The in vivo experiments used human FOXP2 in mouse brains to see which areas were altered. The letter summed up their results:
this study reveals enrichment of differential FOXP2 targets with known involvement in cerebellar motor function, craniofacial formation, and cartilage and connective tissue formation, suggesting an important role for human FOXP2 in establishing both the neural circuitry and physical structures needed for spoken language. [217]
More will be coming for many years..
*For the record, the genes in question are: AMT, C6orf48, MAGEA10, PHACTRA2, and SH3PXD2B.

- **Data supplied**:
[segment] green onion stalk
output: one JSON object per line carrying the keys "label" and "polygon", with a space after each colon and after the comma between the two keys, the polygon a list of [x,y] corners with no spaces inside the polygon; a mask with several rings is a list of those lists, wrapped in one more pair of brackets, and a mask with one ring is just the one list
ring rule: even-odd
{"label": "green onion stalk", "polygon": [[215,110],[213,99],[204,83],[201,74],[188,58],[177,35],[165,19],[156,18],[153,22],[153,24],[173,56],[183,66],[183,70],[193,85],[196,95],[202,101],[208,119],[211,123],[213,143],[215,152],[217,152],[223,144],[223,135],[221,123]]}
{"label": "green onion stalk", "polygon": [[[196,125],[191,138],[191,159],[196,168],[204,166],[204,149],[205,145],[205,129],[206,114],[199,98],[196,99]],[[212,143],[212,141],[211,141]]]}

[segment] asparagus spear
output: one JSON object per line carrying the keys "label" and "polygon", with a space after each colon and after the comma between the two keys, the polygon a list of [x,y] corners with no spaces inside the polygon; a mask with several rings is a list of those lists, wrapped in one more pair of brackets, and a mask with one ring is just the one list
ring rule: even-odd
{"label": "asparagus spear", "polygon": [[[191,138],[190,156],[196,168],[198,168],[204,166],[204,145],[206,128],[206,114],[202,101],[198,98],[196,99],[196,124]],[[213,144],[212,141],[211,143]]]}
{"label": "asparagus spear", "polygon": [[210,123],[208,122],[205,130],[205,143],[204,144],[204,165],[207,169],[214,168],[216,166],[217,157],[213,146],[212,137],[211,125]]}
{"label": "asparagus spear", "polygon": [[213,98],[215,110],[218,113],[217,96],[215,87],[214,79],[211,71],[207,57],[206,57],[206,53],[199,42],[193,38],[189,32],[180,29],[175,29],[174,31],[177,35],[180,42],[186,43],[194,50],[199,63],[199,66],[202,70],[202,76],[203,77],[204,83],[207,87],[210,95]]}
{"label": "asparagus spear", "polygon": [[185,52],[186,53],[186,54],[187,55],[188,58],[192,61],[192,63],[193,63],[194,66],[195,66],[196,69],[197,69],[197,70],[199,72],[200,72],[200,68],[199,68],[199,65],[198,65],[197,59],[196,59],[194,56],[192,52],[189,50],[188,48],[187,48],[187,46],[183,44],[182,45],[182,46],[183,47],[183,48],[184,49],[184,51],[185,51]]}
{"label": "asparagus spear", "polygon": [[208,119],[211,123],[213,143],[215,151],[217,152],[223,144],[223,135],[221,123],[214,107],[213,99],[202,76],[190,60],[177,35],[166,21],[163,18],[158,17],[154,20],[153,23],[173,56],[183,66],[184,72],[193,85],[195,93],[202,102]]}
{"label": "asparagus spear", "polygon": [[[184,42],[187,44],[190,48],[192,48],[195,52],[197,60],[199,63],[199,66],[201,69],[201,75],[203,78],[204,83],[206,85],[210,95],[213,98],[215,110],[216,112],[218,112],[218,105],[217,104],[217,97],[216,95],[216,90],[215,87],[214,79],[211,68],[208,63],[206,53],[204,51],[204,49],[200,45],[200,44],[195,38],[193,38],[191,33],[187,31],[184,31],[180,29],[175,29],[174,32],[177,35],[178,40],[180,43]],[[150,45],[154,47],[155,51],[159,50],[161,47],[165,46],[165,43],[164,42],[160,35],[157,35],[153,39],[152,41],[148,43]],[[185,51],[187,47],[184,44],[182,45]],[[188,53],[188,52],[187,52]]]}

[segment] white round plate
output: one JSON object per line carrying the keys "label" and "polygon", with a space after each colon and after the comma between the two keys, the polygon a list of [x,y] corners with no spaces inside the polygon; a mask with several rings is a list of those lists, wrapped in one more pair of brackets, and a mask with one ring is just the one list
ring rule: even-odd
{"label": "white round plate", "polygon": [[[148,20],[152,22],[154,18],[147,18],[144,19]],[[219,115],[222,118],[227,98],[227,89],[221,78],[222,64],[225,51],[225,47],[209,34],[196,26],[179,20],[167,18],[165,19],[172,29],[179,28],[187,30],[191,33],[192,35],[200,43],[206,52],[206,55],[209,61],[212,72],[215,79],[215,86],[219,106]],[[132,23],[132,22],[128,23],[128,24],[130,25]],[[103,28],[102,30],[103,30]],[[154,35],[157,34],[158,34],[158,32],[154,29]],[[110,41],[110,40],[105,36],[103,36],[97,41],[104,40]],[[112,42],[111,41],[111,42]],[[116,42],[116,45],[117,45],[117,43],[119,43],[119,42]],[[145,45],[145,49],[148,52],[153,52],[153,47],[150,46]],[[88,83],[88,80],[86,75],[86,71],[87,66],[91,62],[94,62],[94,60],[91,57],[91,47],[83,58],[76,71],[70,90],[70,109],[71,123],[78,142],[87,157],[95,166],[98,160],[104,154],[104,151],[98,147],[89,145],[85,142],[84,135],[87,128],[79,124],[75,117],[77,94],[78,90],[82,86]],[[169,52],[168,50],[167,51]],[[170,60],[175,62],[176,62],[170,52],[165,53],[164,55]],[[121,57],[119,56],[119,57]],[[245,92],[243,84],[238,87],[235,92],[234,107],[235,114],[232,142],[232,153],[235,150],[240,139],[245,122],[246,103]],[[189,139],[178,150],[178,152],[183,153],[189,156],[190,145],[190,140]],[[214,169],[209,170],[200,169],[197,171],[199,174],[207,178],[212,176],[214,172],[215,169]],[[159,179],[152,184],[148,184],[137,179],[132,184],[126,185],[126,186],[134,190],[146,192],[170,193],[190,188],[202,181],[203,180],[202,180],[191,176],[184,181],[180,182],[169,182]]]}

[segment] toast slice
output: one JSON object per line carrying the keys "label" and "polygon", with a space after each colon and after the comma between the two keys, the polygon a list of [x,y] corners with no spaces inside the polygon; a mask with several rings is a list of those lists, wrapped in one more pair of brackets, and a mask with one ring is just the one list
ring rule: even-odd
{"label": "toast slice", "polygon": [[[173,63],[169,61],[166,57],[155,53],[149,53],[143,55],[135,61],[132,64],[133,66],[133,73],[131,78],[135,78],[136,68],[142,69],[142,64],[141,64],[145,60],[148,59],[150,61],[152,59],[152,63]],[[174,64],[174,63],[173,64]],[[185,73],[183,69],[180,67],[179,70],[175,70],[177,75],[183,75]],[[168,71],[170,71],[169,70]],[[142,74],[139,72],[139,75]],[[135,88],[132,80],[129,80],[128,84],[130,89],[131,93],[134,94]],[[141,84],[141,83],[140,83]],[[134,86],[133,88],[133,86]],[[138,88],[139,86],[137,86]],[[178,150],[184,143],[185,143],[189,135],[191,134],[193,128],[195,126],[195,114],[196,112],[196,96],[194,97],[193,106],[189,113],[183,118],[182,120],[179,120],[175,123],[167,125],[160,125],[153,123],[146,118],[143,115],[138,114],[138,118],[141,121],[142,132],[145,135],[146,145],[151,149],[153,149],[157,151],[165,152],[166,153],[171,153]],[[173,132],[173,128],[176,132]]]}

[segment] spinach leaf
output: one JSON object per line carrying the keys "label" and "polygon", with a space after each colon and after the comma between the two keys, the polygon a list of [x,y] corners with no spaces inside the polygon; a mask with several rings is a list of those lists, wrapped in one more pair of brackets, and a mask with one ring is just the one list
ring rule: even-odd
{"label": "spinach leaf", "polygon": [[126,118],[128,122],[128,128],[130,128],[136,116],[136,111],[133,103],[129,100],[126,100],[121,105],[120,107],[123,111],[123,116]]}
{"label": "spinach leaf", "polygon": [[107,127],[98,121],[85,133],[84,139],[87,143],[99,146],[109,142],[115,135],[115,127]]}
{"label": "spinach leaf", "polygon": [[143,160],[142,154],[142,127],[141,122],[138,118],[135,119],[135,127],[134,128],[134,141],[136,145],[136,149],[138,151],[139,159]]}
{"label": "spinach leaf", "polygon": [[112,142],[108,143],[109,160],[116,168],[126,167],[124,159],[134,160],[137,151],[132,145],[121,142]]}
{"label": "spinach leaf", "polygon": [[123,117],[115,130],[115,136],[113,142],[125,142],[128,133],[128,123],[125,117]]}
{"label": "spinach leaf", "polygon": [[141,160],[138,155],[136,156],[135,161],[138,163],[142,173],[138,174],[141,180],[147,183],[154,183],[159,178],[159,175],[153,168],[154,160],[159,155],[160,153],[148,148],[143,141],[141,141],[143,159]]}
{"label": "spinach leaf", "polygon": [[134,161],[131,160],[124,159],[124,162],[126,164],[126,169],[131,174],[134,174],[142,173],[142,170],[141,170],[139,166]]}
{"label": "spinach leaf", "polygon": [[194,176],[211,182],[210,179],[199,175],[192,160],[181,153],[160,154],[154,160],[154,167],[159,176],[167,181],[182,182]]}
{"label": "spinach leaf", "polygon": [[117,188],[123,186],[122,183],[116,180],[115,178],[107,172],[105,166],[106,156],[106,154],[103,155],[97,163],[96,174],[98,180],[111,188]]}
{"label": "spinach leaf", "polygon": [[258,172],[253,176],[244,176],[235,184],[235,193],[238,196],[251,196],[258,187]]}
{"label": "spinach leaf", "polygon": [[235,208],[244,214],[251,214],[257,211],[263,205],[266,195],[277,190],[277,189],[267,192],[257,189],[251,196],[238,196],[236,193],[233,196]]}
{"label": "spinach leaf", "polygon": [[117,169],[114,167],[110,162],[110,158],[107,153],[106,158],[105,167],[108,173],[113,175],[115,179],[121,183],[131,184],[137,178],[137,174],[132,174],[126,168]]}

- **Required action 1**: In the passage on human FOXP2, recast the paragraph beginning "this study reveals enrichment" as a short list that keeps its main findings.
- **Required action 2**: Resume the passage on human FOXP2, picking up after its final line.
The items have nothing to do with the passage on human FOXP2.

- **Exercise result 1**:
- Differential FOXP2 targets are enriched for genes known to be involved in:
  - cerebellar motor function
  - craniofacial formation
  - cartilage and connective tissue formation
- This suggests human FOXP2 plays an important role in building both the neural circuitry and the physical structures needed for spoken language.

- **Exercise result 2**:
---------------------------
UPDATE; Simon Fisher (the man who first isolated the FOXP2) comments, "The Geschwind team did not do any work at all with mice in this paper. What they did was to compare the in vitro well-based data to general expression differences found in dissected tissue from normal humans and chimps - not a specific test of FOXP2 function in vivo, but one that can provide some tangential support for the relevance of the in vitro findings. The new paper does not actually show functional evidence of "involvement in cerebellar motor function, craniofacial formation, and cartilage and connective tissue formation", this interpretation is based on looking at the list of genes affected in vitro and asking what is already known/suspected about their functions from other work. My feeling is that the expression differences highlighted by the screening in this paper give some intriguing candidates requiring further solid functional validation to see how relevant they are to aspects of language evolution. We are still some way off from describing how differences in FOXP2 alter the properties and behaviour of neurons in the living brain. What we need now is the integration of expression profiling data like those in this new paper, with other approaches (state-of-the-art neurobiology, model systems and so on) which should help us move closer to a functional understanding of the roles of FOXP2 in the neural bases of human speech and language."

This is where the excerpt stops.